=== ABOUT THIS TASK ===
Write out the records word for word.

BEGIN DATA PROVIDED

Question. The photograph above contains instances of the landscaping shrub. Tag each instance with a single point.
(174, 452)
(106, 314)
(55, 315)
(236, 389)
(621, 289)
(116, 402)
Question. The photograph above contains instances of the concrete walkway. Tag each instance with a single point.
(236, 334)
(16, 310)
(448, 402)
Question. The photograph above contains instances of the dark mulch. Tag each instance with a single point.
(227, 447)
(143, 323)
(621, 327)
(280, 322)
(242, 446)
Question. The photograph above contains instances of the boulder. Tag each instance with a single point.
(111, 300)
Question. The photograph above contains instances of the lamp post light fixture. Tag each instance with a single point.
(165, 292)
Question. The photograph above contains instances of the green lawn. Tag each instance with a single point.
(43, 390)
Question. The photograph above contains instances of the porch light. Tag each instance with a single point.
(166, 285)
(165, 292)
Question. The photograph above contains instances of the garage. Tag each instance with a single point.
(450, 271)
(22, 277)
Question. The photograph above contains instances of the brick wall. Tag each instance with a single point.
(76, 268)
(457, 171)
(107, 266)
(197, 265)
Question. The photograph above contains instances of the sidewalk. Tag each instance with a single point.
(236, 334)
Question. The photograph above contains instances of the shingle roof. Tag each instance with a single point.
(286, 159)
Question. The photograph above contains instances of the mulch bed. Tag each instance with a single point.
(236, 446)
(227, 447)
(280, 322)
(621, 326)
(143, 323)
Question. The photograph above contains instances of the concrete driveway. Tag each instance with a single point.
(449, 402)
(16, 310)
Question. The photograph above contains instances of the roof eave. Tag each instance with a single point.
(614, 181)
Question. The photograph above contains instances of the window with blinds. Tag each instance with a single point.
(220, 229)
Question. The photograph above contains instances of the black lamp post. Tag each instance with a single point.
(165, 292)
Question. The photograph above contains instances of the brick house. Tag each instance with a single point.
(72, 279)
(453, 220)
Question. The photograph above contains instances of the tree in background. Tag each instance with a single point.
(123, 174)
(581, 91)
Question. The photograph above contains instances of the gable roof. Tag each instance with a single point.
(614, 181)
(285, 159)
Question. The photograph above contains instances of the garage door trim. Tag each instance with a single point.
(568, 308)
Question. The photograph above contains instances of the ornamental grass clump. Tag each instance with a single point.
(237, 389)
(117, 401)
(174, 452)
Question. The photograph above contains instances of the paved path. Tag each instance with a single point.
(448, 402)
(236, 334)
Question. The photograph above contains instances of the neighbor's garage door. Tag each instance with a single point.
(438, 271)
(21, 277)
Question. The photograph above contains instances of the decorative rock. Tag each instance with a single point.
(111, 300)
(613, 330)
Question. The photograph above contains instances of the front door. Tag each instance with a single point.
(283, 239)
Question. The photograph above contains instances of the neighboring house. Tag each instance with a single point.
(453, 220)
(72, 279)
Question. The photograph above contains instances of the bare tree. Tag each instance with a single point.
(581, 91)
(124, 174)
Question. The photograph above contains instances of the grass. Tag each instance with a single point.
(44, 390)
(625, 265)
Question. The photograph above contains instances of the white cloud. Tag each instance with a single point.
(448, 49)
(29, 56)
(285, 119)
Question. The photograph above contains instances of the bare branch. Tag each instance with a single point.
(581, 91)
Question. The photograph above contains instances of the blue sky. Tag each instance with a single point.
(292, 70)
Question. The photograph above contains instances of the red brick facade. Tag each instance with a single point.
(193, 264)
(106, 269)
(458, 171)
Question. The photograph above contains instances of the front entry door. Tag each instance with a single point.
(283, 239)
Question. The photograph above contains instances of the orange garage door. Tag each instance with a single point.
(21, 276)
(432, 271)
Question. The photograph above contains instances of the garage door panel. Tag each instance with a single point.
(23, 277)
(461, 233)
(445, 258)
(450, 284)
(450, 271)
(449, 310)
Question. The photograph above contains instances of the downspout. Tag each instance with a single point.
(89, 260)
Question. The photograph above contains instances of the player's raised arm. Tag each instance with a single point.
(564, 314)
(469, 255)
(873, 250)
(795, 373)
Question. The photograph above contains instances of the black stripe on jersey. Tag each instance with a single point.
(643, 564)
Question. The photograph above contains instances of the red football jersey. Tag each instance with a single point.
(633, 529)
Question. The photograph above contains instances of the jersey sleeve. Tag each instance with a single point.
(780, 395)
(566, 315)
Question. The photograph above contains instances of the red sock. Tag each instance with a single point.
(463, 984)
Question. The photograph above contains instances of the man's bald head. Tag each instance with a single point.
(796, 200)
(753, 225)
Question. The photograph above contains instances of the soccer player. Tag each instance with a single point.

END DATA PROVIDED

=== OUTPUT OF THE TASK ===
Question. The photograph above contains instances of the landscaping shrub. Tag each instance with a single point.
(174, 452)
(106, 314)
(55, 315)
(236, 389)
(621, 289)
(116, 402)
Question. The photograph above contains instances of the concrete walkway. Tag each instance with a single point.
(236, 334)
(16, 310)
(448, 402)
Question. The photograph above contains instances of the dark mulch. Tag each instance with a single point.
(227, 447)
(143, 323)
(621, 327)
(280, 322)
(242, 446)
Question. The photograph above contains instances of the boulder. Tag each instance with a single point.
(111, 300)
Question. The photograph above contains instances of the lamp post light fixture. Tag each instance with a single point.
(165, 292)
Question. The photograph above contains instances of the green lawn. Tag each instance with a single point.
(43, 390)
Question. The photograph above contains instances of the porch light. Tag each instance with a single point.
(166, 285)
(165, 292)
Question. The photograph above contains instances of the garage. Tag each instance with a single point.
(450, 271)
(22, 277)
Question. The photograph above contains instances of the brick wall. Tag each instance with a single point.
(76, 268)
(457, 171)
(107, 266)
(197, 265)
Question. The photograph above contains instances of the sidewalk. Tag each instance with a single point.
(236, 334)
Question. The photograph above contains instances of the shingle roof. Tag each instance with a single point.
(286, 159)
Question. The photograph above contains instances of the mulch bed. Tag each instance with a single point.
(236, 446)
(227, 447)
(280, 322)
(621, 326)
(143, 323)
Question. The photograph above contains instances of the concrete driveway. Tag each instance with a single point.
(449, 402)
(16, 310)
Question. The photograph above contains instances of the roof eave. Tag each instance with a single point.
(614, 181)
Question. The photograph above contains instances of the window with blinds. Tag each instance with a single point.
(220, 229)
Question. The photograph above contains instances of the black lamp post. Tag each instance with a single point.
(165, 292)
Question. The photograph above contains instances of the brick house. Tag each instance with a single point.
(72, 279)
(453, 220)
Question. The photograph above contains instances of the tree in background. Tag each instance with a single point.
(123, 174)
(581, 91)
Question. The photograph above contains instances of the gable roof. Tag each instance with a single point.
(614, 181)
(285, 159)
Question. The photograph above contains instances of the garage door trim. Tag each instance with a single point.
(568, 308)
Question. The photograph above contains instances of the ornamental grass clump. Tag each instance with a single point.
(237, 389)
(117, 401)
(174, 452)
Question. The photograph above contains instances of the paved path. Tag each instance with a single point.
(448, 402)
(236, 334)
Question. The photograph above contains instances of the neighbor's garage door. Tag each instance with a single point.
(438, 271)
(21, 277)
Question. The photograph above contains instances of the decorative rock. Tag each instance with a single point.
(111, 300)
(613, 330)
Question. The photograph above contains instances of the front door. Tag each instance with a single point.
(283, 239)
Question. The photograph above contains instances of the neighboring house. Tag each instance with a single point.
(453, 220)
(72, 279)
Question. The photograph above contains instances of the bare tree. Tag each instance with a single point.
(581, 91)
(124, 174)
Question. The photograph above contains instances of the grass. Tag each instance with a single point.
(44, 390)
(625, 265)
Question. The photograph above contains instances of the white cloud. Tag each instance with a single point.
(448, 49)
(29, 56)
(285, 119)
Question. The photograph above contains instances of the bare branch. Tag each instance with a single point.
(581, 91)
Question. The photograph above contains instances of the blue sky. Tag each instance with a single point.
(292, 70)
Question. The photograph above contains instances of the red brick facade. Tag each instance with a single point.
(193, 264)
(106, 269)
(458, 171)
Question. The photograph above contains instances of the front entry door. Tag each instance with a single point.
(283, 239)
Question. The photograph above contains instances of the orange garage door. Tag each instance with a single point.
(21, 276)
(432, 271)
Question. The photograph above contains instances of the garage door panel. Tag each instance with a single point.
(23, 277)
(461, 233)
(445, 258)
(450, 284)
(450, 271)
(449, 310)
Question. The photograph above contains instances of the downspout. Tag each instance with a single point.
(89, 260)
Question. The photograph above contains instances of the player's raised arm. Tag each instance with a single point.
(564, 314)
(469, 255)
(873, 250)
(795, 373)
Question. The photograph above contains instances of the black stripe on jersey. Tag each instance with a single point.
(643, 564)
Question. The photograph above contains instances of the red football jersey. Tag each instance with a single point.
(633, 529)
Question. The photograph above contains instances of the jersey sleeve. Tag each instance with a single point.
(780, 395)
(566, 315)
Question. The photograph above contains instances of the red sock. Tag each instance with a single point.
(463, 984)
Question. The photograph above contains instances of the man's bald head. Tag each instance with a single point.
(796, 200)
(753, 225)
Question. The photograph above contains instances of the soccer player. Tag each instance with a single point.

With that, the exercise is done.